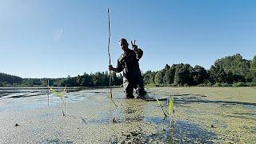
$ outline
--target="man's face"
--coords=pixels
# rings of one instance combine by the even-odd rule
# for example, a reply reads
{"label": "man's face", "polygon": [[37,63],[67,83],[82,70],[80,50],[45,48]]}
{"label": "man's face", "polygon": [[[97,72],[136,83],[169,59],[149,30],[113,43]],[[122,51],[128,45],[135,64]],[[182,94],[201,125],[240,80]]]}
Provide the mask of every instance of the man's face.
{"label": "man's face", "polygon": [[119,44],[120,44],[121,48],[122,48],[122,50],[126,50],[128,49],[128,45],[127,45],[126,42],[121,41],[121,42],[119,42]]}

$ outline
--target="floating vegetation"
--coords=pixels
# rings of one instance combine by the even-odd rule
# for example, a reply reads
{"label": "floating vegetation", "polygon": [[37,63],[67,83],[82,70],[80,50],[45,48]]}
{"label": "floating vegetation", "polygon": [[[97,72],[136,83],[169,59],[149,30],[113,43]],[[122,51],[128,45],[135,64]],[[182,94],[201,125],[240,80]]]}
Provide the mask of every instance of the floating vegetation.
{"label": "floating vegetation", "polygon": [[[55,95],[56,97],[60,98],[61,100],[61,104],[62,104],[62,114],[63,116],[65,116],[66,114],[66,100],[64,99],[64,94],[66,92],[66,86],[65,86],[63,91],[57,91],[55,90],[54,90],[52,87],[47,86],[48,88],[50,90],[50,91],[53,93],[54,95]],[[49,95],[48,95],[48,102],[49,102]]]}
{"label": "floating vegetation", "polygon": [[[114,105],[116,112],[118,112],[118,105],[114,102],[114,101],[113,100],[112,94],[107,94],[107,97],[109,98],[109,100]],[[116,116],[114,117],[114,118],[112,119],[112,122],[117,122]]]}
{"label": "floating vegetation", "polygon": [[164,105],[162,102],[160,102],[158,98],[154,95],[154,98],[157,100],[158,106],[160,106],[165,118],[169,117],[171,120],[171,123],[174,122],[174,96],[169,96],[167,99],[167,106]]}

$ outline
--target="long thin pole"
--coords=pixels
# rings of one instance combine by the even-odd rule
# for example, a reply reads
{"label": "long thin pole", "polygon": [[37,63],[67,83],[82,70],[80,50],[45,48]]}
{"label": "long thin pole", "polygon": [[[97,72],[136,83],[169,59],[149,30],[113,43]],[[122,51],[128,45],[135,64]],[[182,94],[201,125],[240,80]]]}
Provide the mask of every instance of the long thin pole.
{"label": "long thin pole", "polygon": [[[109,58],[110,58],[110,65],[111,65],[111,57],[110,53],[110,9],[107,9],[107,16],[109,19],[109,42],[107,45],[107,51],[109,54]],[[111,86],[111,71],[110,70],[110,96],[112,98],[112,86]]]}

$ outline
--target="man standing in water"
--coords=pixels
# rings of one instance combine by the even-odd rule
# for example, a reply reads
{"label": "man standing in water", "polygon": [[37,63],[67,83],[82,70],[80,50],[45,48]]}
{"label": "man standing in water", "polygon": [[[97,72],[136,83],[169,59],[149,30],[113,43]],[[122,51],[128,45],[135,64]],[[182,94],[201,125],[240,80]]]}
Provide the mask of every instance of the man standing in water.
{"label": "man standing in water", "polygon": [[134,89],[137,90],[138,98],[145,98],[146,94],[143,78],[139,69],[138,60],[142,57],[143,51],[138,48],[135,41],[131,42],[133,50],[129,49],[126,39],[121,38],[119,41],[123,54],[118,59],[118,66],[109,66],[109,70],[116,73],[123,71],[123,88],[126,98],[134,98]]}

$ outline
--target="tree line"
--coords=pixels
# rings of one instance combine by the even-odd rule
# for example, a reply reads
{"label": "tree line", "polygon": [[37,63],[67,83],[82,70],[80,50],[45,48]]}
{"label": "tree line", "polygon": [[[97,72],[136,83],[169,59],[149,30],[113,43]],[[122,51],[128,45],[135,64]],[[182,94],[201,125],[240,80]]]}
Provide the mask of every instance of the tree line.
{"label": "tree line", "polygon": [[146,85],[154,86],[256,86],[256,56],[246,60],[240,54],[215,61],[210,70],[190,64],[168,64],[143,74]]}
{"label": "tree line", "polygon": [[[256,86],[256,56],[246,60],[240,54],[227,56],[214,62],[209,70],[190,64],[166,64],[162,70],[142,73],[148,86]],[[122,74],[111,73],[112,85],[122,84]],[[109,73],[84,73],[82,75],[62,78],[22,78],[0,73],[1,86],[47,86],[48,80],[61,86],[108,86]]]}

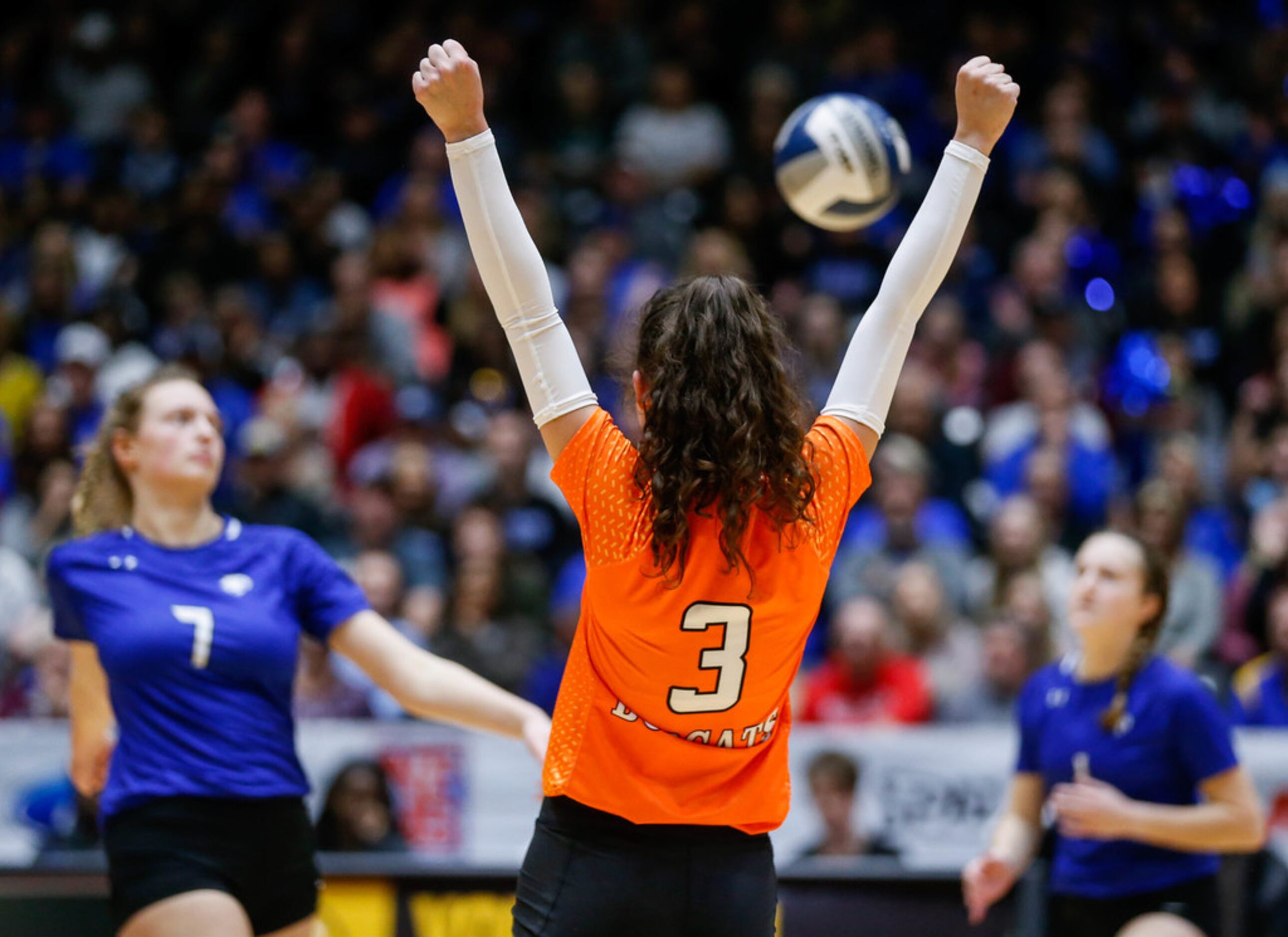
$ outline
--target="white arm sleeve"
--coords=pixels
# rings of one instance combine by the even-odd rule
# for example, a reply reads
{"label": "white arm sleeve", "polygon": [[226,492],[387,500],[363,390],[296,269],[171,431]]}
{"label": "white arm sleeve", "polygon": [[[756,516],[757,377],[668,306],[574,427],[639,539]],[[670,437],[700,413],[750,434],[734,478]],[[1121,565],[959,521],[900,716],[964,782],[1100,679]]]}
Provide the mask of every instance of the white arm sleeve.
{"label": "white arm sleeve", "polygon": [[447,144],[465,234],[510,341],[537,426],[595,403],[550,278],[505,181],[491,130]]}
{"label": "white arm sleeve", "polygon": [[930,190],[854,329],[823,413],[885,432],[895,384],[917,320],[943,283],[984,184],[988,157],[952,140]]}

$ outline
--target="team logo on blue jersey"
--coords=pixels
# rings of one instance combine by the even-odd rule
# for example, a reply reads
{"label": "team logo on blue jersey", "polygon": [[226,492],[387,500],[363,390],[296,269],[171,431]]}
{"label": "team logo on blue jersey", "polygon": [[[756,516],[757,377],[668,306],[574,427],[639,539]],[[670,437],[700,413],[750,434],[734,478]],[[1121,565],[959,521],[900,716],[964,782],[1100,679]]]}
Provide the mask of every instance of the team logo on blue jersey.
{"label": "team logo on blue jersey", "polygon": [[231,596],[241,598],[243,595],[255,588],[255,580],[245,573],[229,573],[219,580],[219,588]]}

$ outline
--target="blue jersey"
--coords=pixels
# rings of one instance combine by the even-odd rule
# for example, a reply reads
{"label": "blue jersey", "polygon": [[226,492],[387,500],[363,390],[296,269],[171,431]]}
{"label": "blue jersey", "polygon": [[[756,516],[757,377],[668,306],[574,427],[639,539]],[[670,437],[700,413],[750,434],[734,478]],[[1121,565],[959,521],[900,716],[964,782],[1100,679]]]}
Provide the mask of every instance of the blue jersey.
{"label": "blue jersey", "polygon": [[[1079,682],[1066,658],[1038,671],[1019,700],[1018,771],[1042,775],[1046,789],[1073,780],[1086,756],[1092,777],[1153,803],[1199,802],[1198,785],[1238,762],[1230,723],[1211,691],[1189,671],[1153,658],[1132,682],[1127,710],[1113,732],[1100,714],[1114,681]],[[1131,840],[1056,834],[1051,891],[1092,898],[1137,895],[1217,870],[1209,853],[1177,852]]]}
{"label": "blue jersey", "polygon": [[227,520],[171,550],[129,528],[49,556],[54,632],[93,641],[118,740],[102,813],[155,797],[303,795],[291,689],[300,633],[325,641],[367,608],[321,547]]}

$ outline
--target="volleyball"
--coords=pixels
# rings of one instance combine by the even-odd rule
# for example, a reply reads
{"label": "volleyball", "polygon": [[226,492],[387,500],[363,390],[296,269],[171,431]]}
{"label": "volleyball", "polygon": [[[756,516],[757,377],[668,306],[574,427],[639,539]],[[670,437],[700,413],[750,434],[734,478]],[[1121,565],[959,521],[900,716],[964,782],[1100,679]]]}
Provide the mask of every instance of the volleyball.
{"label": "volleyball", "polygon": [[858,94],[810,98],[774,140],[774,179],[792,211],[827,230],[857,230],[899,201],[912,167],[903,127]]}

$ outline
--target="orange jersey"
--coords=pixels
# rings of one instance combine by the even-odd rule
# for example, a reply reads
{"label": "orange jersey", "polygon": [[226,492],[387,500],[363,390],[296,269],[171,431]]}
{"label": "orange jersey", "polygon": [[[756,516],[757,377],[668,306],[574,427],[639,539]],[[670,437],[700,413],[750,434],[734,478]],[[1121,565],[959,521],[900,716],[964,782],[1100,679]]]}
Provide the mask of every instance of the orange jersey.
{"label": "orange jersey", "polygon": [[639,453],[608,413],[568,443],[551,478],[581,524],[586,588],[555,705],[544,788],[638,824],[764,833],[787,816],[788,690],[818,617],[846,515],[872,476],[832,417],[809,431],[818,488],[796,546],[752,512],[726,571],[719,521],[689,515],[684,579],[656,574]]}

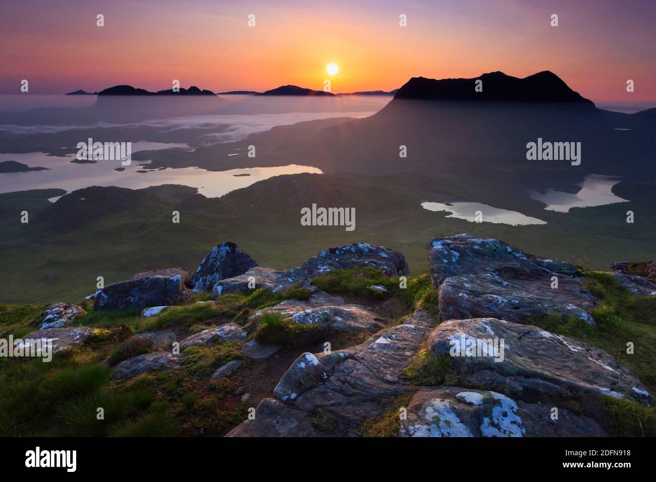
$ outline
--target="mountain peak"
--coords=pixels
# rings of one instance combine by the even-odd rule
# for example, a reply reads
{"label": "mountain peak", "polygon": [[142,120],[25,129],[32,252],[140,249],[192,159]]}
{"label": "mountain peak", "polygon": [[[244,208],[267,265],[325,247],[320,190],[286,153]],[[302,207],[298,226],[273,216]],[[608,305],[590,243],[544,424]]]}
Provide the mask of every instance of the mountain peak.
{"label": "mountain peak", "polygon": [[[482,81],[482,90],[475,90]],[[594,106],[572,90],[560,77],[544,70],[520,79],[497,71],[472,79],[426,79],[415,77],[406,83],[395,99],[470,100],[526,102],[567,102]]]}
{"label": "mountain peak", "polygon": [[272,89],[270,90],[266,90],[261,94],[256,94],[256,95],[334,96],[335,94],[330,92],[325,92],[323,90],[313,90],[311,89],[305,89],[304,87],[299,87],[298,85],[287,84],[287,85],[281,85],[279,87]]}

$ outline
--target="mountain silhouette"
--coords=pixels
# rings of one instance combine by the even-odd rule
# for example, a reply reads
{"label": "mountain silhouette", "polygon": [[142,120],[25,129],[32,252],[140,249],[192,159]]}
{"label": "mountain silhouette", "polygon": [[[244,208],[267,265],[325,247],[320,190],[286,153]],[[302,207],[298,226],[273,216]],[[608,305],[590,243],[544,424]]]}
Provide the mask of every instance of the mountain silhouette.
{"label": "mountain silhouette", "polygon": [[201,90],[195,85],[192,85],[188,89],[180,87],[179,92],[173,92],[173,89],[165,90],[157,90],[157,92],[150,92],[144,89],[136,89],[131,85],[115,85],[113,87],[108,87],[98,92],[98,96],[128,96],[128,95],[141,95],[141,96],[154,96],[154,95],[216,95],[213,92],[207,90]]}
{"label": "mountain silhouette", "polygon": [[[482,81],[477,92],[476,81]],[[519,79],[496,71],[472,79],[426,79],[413,77],[395,99],[426,100],[487,100],[525,102],[567,102],[594,107],[592,101],[572,90],[560,77],[545,70]]]}
{"label": "mountain silhouette", "polygon": [[256,95],[307,95],[307,96],[334,96],[335,94],[323,90],[313,90],[311,89],[304,89],[298,85],[281,85],[276,89],[263,92]]}

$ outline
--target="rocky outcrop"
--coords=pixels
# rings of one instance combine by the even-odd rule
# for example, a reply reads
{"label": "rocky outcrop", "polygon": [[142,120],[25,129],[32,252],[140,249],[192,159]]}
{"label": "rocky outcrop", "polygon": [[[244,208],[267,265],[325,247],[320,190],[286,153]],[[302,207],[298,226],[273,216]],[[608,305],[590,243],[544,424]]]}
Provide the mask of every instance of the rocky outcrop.
{"label": "rocky outcrop", "polygon": [[153,348],[156,349],[169,346],[176,339],[175,333],[173,331],[146,331],[137,333],[134,336],[144,340],[150,340],[152,342]]}
{"label": "rocky outcrop", "polygon": [[410,273],[405,256],[382,246],[354,243],[331,248],[310,258],[299,268],[287,271],[256,267],[239,276],[217,283],[212,289],[212,298],[232,292],[266,288],[274,292],[289,289],[296,285],[308,287],[309,279],[334,270],[366,267],[380,270],[390,276]]}
{"label": "rocky outcrop", "polygon": [[210,381],[223,378],[224,377],[232,374],[234,373],[235,371],[241,366],[241,362],[239,360],[232,360],[232,361],[228,361],[225,365],[216,369],[216,371],[213,373],[212,376],[210,377]]}
{"label": "rocky outcrop", "polygon": [[257,340],[253,339],[248,343],[244,344],[244,346],[241,347],[241,353],[251,358],[268,358],[279,350],[280,350],[279,346],[264,345],[258,343]]}
{"label": "rocky outcrop", "polygon": [[656,261],[619,261],[611,269],[619,284],[634,294],[656,296]]}
{"label": "rocky outcrop", "polygon": [[256,322],[262,313],[276,313],[303,325],[320,325],[337,331],[355,330],[373,333],[382,329],[382,318],[363,306],[310,306],[302,302],[297,304],[286,301],[270,308],[264,308],[249,317],[249,322]]}
{"label": "rocky outcrop", "polygon": [[198,290],[209,291],[218,281],[239,276],[257,266],[234,243],[223,243],[215,247],[203,258],[192,276],[190,285]]}
{"label": "rocky outcrop", "polygon": [[468,234],[433,238],[428,249],[442,320],[490,316],[523,323],[558,313],[594,323],[588,311],[596,297],[569,263]]}
{"label": "rocky outcrop", "polygon": [[56,303],[46,307],[43,311],[43,319],[39,325],[39,330],[47,328],[60,328],[65,325],[70,325],[75,317],[86,315],[81,306],[68,303]]}
{"label": "rocky outcrop", "polygon": [[451,276],[440,286],[440,317],[461,319],[493,317],[523,323],[537,315],[571,315],[594,323],[588,310],[596,298],[580,278],[562,276],[552,289],[550,277],[504,279],[497,273]]}
{"label": "rocky outcrop", "polygon": [[248,333],[237,323],[226,323],[216,328],[210,328],[188,336],[180,343],[181,350],[194,345],[209,345],[220,342],[243,341]]}
{"label": "rocky outcrop", "polygon": [[594,420],[548,404],[460,387],[420,388],[401,421],[401,437],[605,437]]}
{"label": "rocky outcrop", "polygon": [[114,380],[129,380],[142,373],[161,370],[177,370],[184,356],[163,351],[139,355],[117,363],[112,371]]}
{"label": "rocky outcrop", "polygon": [[[387,408],[386,400],[410,389],[403,375],[435,321],[423,309],[402,325],[346,350],[302,354],[280,379],[274,399],[264,399],[232,437],[356,435],[362,422]],[[321,413],[330,433],[313,426]]]}
{"label": "rocky outcrop", "polygon": [[106,286],[96,292],[94,310],[143,310],[190,299],[186,283],[189,271],[168,268],[145,271],[132,279]]}
{"label": "rocky outcrop", "polygon": [[438,356],[451,357],[462,380],[502,387],[525,401],[579,392],[651,401],[640,381],[608,353],[531,325],[495,318],[450,320],[433,331],[428,346]]}
{"label": "rocky outcrop", "polygon": [[[276,271],[270,268],[256,266],[243,275],[223,279],[212,289],[212,298],[216,299],[228,293],[245,293],[260,288],[273,292],[284,291],[293,287],[302,278],[288,271]],[[305,283],[309,284],[308,283]]]}
{"label": "rocky outcrop", "polygon": [[44,330],[33,331],[21,339],[24,346],[31,347],[36,340],[42,342],[50,340],[53,353],[61,351],[67,348],[81,345],[91,334],[91,329],[88,327],[75,327],[73,328],[47,328]]}
{"label": "rocky outcrop", "polygon": [[615,279],[634,294],[638,296],[656,296],[656,283],[648,278],[634,276],[624,271],[613,273]]}

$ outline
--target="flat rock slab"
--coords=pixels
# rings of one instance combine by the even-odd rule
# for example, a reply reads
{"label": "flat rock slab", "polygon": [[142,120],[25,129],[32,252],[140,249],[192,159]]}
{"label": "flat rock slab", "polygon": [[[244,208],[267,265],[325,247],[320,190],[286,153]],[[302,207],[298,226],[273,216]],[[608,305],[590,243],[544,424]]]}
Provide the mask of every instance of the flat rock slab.
{"label": "flat rock slab", "polygon": [[506,278],[531,279],[577,272],[569,263],[533,256],[499,239],[469,234],[432,238],[426,248],[436,287],[449,276],[463,274],[496,273]]}
{"label": "flat rock slab", "polygon": [[640,381],[608,353],[529,325],[451,320],[433,331],[428,346],[439,356],[452,357],[458,374],[474,386],[504,386],[525,401],[579,391],[651,400]]}
{"label": "flat rock slab", "polygon": [[[212,289],[212,298],[228,293],[247,293],[260,288],[274,292],[289,289],[302,281],[299,276],[288,271],[280,271],[270,268],[256,266],[243,275],[218,281]],[[309,285],[309,282],[306,283]]]}
{"label": "flat rock slab", "polygon": [[241,347],[241,353],[251,358],[268,358],[279,350],[280,350],[279,346],[263,345],[255,340],[251,340]]}
{"label": "flat rock slab", "polygon": [[405,257],[398,251],[366,243],[354,243],[321,251],[298,268],[287,271],[256,267],[243,275],[217,283],[212,289],[212,298],[226,293],[247,292],[249,290],[266,288],[277,292],[289,289],[297,284],[310,285],[309,279],[335,270],[367,267],[380,270],[390,276],[410,274]]}
{"label": "flat rock slab", "polygon": [[190,285],[195,289],[209,291],[222,279],[239,276],[257,266],[234,243],[223,243],[203,258]]}
{"label": "flat rock slab", "polygon": [[594,420],[549,404],[527,403],[487,390],[422,387],[401,421],[401,437],[606,437]]}
{"label": "flat rock slab", "polygon": [[186,283],[189,271],[169,268],[140,273],[132,279],[106,286],[96,292],[94,310],[143,310],[164,306],[191,296]]}
{"label": "flat rock slab", "polygon": [[[420,309],[403,324],[358,346],[330,353],[302,353],[280,379],[275,399],[262,400],[255,419],[243,422],[228,435],[358,435],[365,420],[387,408],[387,400],[410,390],[403,369],[435,323]],[[318,411],[334,420],[331,433],[312,427]]]}
{"label": "flat rock slab", "polygon": [[588,311],[597,298],[573,275],[573,265],[468,234],[434,238],[428,249],[442,320],[487,316],[523,323],[558,313],[594,323]]}
{"label": "flat rock slab", "polygon": [[594,323],[588,310],[596,298],[584,288],[582,279],[561,277],[556,289],[551,283],[550,275],[522,280],[506,280],[495,273],[451,276],[440,285],[440,317],[525,323],[537,315],[557,313]]}
{"label": "flat rock slab", "polygon": [[304,304],[293,305],[288,302],[260,310],[251,315],[249,321],[256,321],[265,312],[277,313],[285,318],[291,318],[297,323],[321,325],[338,331],[353,330],[373,333],[384,327],[382,318],[362,306],[312,307]]}
{"label": "flat rock slab", "polygon": [[232,360],[232,361],[228,361],[223,366],[219,367],[216,369],[216,371],[213,373],[212,376],[210,377],[210,380],[213,381],[228,376],[228,375],[234,373],[234,371],[241,366],[241,362],[239,360]]}
{"label": "flat rock slab", "polygon": [[623,271],[613,273],[615,279],[625,288],[638,296],[656,296],[656,283],[642,276],[634,276]]}
{"label": "flat rock slab", "polygon": [[180,343],[180,348],[184,350],[194,345],[209,345],[220,342],[243,341],[248,336],[241,327],[237,323],[226,323],[216,328],[207,330],[188,336]]}
{"label": "flat rock slab", "polygon": [[39,330],[47,328],[60,328],[70,325],[75,317],[86,315],[87,311],[81,306],[68,303],[56,303],[46,307],[43,311],[43,319],[39,325]]}
{"label": "flat rock slab", "polygon": [[336,246],[321,251],[297,268],[299,275],[314,277],[335,270],[350,268],[373,268],[389,276],[410,274],[405,256],[401,252],[383,246],[367,243],[354,243]]}
{"label": "flat rock slab", "polygon": [[146,331],[134,335],[137,338],[150,340],[153,342],[153,348],[163,348],[174,342],[177,337],[173,331]]}
{"label": "flat rock slab", "polygon": [[81,345],[91,334],[91,329],[89,327],[47,328],[26,334],[21,340],[24,341],[26,348],[31,346],[37,340],[41,340],[42,342],[50,340],[52,344],[52,351],[56,353],[66,348]]}
{"label": "flat rock slab", "polygon": [[163,351],[148,353],[117,363],[112,371],[114,380],[129,380],[142,373],[160,370],[177,370],[182,367],[183,355]]}

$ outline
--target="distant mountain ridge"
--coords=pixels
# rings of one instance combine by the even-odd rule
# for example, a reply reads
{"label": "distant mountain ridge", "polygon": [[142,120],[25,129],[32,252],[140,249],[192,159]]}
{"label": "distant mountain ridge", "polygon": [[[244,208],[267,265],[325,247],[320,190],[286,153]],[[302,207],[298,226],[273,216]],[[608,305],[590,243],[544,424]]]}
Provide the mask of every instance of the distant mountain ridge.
━━━━━━━━━━
- _WHAT IS REQUIRED_
Pull out every line of the listing above that contains the string "tree", matching case exactly.

- _WORKED SOLUTION_
--target="tree line"
{"label": "tree line", "polygon": [[37,63],[67,83],[82,70],[80,50],[45,48]]}
{"label": "tree line", "polygon": [[[97,72],[136,83],[169,59],[149,30],[113,43]],[[122,51],[128,45],[135,64]],[[182,94],[201,125],[240,80]]]}
Provide the mask of every instance of the tree line.
{"label": "tree line", "polygon": [[146,85],[154,86],[256,86],[256,56],[246,60],[240,54],[215,61],[210,70],[190,64],[168,64],[143,74]]}
{"label": "tree line", "polygon": [[[256,86],[256,56],[246,60],[240,54],[227,56],[214,62],[209,70],[190,64],[166,64],[162,70],[142,73],[148,86]],[[122,74],[111,73],[112,85],[122,84]],[[109,73],[84,73],[82,75],[62,78],[22,78],[0,73],[1,86],[47,86],[48,80],[61,86],[108,86]]]}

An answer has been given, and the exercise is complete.